Excerpts from a detection dataset
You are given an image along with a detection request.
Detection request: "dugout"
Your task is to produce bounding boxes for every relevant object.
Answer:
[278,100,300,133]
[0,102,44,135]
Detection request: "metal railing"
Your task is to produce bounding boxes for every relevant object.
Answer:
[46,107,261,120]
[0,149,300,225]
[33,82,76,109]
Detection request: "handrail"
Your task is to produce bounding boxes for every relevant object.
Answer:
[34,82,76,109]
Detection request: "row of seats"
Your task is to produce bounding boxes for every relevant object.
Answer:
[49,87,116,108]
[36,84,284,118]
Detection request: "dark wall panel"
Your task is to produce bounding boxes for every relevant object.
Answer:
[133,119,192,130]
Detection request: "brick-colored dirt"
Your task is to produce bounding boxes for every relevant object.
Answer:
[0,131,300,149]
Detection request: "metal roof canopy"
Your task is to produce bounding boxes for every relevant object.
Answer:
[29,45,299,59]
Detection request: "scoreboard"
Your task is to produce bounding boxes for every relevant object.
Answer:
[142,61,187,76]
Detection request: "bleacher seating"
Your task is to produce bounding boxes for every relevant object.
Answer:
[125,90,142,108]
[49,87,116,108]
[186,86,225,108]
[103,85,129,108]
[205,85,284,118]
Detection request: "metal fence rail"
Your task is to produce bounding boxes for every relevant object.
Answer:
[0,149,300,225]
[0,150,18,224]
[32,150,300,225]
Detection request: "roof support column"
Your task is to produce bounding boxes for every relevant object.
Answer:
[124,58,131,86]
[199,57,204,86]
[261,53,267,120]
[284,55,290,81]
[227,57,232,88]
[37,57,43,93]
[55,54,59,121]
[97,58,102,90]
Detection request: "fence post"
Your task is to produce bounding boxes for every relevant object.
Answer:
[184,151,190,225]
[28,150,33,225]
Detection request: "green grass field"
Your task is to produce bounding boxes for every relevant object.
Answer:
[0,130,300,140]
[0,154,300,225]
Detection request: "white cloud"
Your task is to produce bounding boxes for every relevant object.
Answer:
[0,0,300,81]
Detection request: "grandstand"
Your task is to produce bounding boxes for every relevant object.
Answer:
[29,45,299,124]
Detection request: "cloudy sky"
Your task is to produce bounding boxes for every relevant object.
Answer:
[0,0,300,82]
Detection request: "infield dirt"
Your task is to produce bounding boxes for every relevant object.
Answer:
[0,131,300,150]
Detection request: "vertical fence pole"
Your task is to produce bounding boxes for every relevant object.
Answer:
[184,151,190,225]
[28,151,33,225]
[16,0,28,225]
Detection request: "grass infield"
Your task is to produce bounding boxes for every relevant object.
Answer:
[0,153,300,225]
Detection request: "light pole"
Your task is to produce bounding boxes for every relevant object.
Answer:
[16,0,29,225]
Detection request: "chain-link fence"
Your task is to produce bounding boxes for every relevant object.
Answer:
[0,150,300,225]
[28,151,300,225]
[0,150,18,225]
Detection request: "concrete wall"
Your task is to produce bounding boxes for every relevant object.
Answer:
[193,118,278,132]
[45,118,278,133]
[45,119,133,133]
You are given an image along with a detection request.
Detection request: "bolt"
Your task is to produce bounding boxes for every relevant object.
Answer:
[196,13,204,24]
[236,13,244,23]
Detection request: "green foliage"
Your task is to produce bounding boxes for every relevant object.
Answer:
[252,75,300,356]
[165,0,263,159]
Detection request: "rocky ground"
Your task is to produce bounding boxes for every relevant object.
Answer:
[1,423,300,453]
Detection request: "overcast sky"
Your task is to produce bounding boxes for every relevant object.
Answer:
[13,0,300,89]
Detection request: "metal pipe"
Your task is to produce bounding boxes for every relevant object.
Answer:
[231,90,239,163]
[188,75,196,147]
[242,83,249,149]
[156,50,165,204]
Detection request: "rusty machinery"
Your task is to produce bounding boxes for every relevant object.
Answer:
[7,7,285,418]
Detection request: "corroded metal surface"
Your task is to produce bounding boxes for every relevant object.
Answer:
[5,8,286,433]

§ OBJECTIVE: Lay out the records from the start through the line containing "[28,150,33,225]" as a two-column CSV with the headers request_text and answer, one row per record. Put each field in double quotes and replace any line breaks inside a field with spaces.

§ REPLY TO THE TASK:
request_text,answer
"You are given an image along with a detection request. Detection request: ""dugout"" Your task is to produce bounding boxes for every relevant object. Answer:","[278,100,300,133] [0,102,44,135]"
"Detection request: ""metal railing"" Your task is to produce bounding boxes for every relevant object. Answer:","[46,107,261,120] [0,149,300,225] [33,82,76,109]"
"Detection request: ""handrail"" Your task is to produce bounding boxes for every relevant object. Answer:","[34,82,76,109]"
"Detection request: ""row of seats"" Your task is to produce bounding boxes for every relevant object. Answer:","[49,87,116,108] [36,84,284,118]"
"Detection request: ""dark wall panel"" Your task is to produce bounding boxes for every relevant object. Answer:","[133,119,192,130]"
"Detection request: ""brick-colored dirt"" Your task is to produce bounding boxes for every relevant object. Answer:","[0,131,300,149]"
"Detection request: ""metal roof canopy"" Your task is to produce bounding boxes for every relevant object. Answer:","[29,45,299,59]"
"Detection request: ""scoreboard"" Your task is to produce bounding boxes for every relevant object. Answer:","[142,61,187,76]"
"Detection request: ""bleacher seating"" Your task is to produce bounding boxes for every relevant object. Answer:","[125,90,142,108] [49,87,116,108] [186,86,225,108] [103,85,129,108] [205,85,284,118]"
"Detection request: ""metal fence rail"" Your task is to produce bounding boxes for every relevant object. Answer:","[0,149,300,225] [0,150,18,224] [32,150,300,225]"
"Detection request: ""roof support column"" Your task is to produce bounding boxes for every relevant object. Answer:","[124,58,131,86] [199,57,204,86] [261,53,267,120] [284,55,290,81] [227,57,232,88] [37,57,43,93] [55,54,59,121] [97,58,102,90]"
"Detection request: ""fence post"" Your task is to produce bounding boxes for every relevant object. Answer:","[184,151,190,225] [28,150,33,225]"